Problem to work on
Give back, character for character, the line that includes "For full credit, report the bounding box of the truck" and all lines beneath it in the data.

──────── Records for the exercise ────────

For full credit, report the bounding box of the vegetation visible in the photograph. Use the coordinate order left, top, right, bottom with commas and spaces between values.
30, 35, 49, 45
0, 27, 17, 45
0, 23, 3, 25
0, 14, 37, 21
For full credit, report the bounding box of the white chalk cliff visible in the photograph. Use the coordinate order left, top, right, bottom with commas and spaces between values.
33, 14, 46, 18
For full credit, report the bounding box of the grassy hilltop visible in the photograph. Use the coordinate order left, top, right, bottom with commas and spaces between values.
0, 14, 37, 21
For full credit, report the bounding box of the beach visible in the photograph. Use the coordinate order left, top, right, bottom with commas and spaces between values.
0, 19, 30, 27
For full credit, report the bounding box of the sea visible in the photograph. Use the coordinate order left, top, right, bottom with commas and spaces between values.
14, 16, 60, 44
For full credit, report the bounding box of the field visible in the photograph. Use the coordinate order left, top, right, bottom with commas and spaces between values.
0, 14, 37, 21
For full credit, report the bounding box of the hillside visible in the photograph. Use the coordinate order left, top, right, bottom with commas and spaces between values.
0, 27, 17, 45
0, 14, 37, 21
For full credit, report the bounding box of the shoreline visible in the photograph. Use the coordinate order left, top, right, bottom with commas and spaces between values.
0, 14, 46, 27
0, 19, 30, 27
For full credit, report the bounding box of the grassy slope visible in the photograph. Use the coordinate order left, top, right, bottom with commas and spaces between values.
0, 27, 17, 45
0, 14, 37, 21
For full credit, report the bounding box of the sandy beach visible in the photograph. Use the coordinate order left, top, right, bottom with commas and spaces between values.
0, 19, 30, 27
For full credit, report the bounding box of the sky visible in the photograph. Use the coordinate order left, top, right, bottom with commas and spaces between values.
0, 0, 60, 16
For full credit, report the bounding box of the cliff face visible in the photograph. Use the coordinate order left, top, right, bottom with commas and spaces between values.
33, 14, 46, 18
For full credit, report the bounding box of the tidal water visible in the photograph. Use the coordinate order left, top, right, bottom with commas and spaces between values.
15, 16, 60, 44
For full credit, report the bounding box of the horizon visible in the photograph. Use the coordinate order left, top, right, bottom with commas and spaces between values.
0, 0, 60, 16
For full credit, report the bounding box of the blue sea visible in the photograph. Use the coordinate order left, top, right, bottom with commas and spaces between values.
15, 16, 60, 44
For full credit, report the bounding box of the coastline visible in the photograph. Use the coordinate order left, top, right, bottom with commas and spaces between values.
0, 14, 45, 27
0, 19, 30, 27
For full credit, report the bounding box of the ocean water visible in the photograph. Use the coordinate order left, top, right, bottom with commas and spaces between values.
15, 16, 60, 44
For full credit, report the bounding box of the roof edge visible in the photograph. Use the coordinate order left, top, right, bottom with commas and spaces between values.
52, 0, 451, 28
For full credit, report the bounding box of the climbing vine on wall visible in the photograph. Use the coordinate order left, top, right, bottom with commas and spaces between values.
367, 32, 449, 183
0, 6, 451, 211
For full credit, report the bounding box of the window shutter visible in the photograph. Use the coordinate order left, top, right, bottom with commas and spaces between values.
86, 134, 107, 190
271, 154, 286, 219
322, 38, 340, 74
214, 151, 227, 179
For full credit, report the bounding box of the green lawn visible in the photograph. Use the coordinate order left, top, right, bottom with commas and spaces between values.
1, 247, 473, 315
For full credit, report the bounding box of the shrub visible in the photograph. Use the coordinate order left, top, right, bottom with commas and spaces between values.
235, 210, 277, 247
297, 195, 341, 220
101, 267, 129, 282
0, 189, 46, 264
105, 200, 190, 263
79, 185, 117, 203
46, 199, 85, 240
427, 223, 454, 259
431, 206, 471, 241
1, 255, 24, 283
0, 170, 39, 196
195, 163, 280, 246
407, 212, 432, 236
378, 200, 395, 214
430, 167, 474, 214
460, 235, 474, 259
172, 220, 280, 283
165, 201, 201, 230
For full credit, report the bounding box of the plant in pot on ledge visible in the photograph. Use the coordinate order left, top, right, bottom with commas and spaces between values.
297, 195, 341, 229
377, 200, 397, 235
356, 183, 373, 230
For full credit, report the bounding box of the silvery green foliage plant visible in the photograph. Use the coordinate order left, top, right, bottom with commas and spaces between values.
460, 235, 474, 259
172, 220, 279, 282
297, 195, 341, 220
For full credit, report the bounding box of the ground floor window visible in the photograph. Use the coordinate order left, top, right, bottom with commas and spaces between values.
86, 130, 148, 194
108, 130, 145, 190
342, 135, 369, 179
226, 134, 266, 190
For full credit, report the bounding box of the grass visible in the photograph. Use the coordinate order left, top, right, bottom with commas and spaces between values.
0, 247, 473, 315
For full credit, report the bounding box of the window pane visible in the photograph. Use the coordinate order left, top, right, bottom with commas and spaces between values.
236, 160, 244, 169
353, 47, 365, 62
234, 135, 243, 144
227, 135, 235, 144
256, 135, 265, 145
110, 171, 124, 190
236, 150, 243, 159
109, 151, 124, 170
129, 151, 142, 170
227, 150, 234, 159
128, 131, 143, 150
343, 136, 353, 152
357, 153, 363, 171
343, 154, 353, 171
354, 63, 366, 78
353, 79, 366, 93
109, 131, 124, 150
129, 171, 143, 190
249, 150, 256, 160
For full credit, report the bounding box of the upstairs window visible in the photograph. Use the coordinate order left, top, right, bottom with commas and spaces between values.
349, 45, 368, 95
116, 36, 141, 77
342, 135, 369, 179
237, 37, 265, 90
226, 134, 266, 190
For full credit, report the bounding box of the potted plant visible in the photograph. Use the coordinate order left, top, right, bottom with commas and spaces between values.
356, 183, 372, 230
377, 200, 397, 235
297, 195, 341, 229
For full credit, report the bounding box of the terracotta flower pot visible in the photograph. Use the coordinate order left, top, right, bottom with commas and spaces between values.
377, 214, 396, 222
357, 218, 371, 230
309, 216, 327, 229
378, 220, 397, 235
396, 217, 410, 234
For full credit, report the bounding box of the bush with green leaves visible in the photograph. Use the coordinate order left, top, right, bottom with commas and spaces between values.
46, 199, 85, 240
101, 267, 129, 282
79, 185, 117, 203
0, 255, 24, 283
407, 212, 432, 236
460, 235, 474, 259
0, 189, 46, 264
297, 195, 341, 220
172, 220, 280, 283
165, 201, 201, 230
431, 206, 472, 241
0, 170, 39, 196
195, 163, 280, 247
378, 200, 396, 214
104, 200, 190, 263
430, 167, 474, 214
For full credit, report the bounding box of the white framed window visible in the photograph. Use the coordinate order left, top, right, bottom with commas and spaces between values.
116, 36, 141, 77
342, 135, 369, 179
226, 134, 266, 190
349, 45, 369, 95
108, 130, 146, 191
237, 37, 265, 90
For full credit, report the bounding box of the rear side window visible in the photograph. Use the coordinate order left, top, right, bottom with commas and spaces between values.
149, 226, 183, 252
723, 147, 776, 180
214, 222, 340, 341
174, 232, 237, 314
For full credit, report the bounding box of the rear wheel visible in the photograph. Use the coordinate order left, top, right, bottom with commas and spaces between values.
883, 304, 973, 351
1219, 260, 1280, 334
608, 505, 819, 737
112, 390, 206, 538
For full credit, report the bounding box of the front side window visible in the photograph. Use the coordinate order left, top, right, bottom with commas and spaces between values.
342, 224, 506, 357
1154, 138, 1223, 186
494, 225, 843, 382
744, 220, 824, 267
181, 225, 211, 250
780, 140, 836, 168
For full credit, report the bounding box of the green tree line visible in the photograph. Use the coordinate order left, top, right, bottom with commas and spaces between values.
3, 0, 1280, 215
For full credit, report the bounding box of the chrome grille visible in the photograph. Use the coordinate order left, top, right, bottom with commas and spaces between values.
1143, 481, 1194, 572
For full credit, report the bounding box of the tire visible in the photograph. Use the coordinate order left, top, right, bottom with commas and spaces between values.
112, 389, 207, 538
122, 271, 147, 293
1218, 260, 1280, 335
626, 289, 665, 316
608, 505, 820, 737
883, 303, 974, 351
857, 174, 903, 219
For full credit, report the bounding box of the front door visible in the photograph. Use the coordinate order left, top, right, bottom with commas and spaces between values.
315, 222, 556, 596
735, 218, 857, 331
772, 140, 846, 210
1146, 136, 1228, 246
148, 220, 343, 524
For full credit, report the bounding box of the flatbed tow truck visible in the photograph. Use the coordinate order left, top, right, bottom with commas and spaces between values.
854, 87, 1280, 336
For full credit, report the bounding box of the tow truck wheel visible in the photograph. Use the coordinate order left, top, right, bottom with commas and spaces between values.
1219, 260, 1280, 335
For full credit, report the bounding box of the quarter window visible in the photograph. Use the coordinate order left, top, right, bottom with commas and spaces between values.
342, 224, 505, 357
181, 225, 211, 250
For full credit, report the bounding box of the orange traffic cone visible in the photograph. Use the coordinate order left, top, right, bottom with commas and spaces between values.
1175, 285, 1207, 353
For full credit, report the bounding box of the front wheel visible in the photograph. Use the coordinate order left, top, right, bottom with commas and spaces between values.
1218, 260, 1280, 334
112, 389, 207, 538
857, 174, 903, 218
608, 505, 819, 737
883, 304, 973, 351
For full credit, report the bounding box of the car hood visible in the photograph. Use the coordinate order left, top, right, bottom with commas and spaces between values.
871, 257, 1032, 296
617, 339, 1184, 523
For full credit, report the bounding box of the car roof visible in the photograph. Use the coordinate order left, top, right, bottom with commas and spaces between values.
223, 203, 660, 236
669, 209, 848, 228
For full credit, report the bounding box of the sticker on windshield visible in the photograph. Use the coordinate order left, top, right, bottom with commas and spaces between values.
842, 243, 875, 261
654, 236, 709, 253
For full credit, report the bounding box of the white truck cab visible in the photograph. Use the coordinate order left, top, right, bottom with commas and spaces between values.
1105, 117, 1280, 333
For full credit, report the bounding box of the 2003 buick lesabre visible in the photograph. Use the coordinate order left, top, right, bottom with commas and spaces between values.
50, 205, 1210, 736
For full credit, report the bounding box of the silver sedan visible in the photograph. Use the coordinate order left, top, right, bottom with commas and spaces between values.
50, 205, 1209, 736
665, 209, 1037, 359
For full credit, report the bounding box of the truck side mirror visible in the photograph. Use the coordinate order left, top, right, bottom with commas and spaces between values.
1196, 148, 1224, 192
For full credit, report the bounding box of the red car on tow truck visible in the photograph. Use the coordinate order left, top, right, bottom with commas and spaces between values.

────────

Written response
For full credit, report the bounding box of the truck side mirror visible in the photograph. Use the coordinate order left, top, right, bottom with commas and spaces between values.
1196, 148, 1224, 192
For full credit, report the bounding box of the red car on tow truck visible in the photograph. Use the coordinate order left, top, right, bottom with commas and spaces between values.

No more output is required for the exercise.